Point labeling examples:

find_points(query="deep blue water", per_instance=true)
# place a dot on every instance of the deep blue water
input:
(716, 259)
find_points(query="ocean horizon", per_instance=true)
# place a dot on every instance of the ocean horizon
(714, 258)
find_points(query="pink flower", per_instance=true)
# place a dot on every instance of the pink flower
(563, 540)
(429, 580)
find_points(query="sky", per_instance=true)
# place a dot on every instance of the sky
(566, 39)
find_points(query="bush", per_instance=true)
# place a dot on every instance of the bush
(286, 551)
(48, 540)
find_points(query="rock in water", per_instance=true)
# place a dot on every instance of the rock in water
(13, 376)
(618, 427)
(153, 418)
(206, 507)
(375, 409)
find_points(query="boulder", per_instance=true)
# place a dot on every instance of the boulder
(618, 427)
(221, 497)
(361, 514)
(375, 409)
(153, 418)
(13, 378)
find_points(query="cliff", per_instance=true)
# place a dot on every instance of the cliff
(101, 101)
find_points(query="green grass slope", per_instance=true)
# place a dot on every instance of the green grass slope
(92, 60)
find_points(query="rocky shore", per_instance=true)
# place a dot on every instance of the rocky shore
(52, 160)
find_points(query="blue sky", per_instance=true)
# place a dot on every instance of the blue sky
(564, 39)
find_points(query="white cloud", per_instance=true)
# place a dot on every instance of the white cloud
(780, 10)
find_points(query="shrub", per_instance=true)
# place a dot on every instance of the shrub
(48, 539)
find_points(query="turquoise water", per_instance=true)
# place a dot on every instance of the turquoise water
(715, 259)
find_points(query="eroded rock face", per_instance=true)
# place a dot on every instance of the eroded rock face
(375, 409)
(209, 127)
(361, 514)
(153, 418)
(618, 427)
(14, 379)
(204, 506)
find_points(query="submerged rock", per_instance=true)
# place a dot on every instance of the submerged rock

THE EXERCISE — Pull out every line in the entries above that contains the word "flower", and list them in the order they appear.

RIGHT ANSWER —
find_points(query="pink flower", per_instance=true)
# place a dot on every instance of the pink flower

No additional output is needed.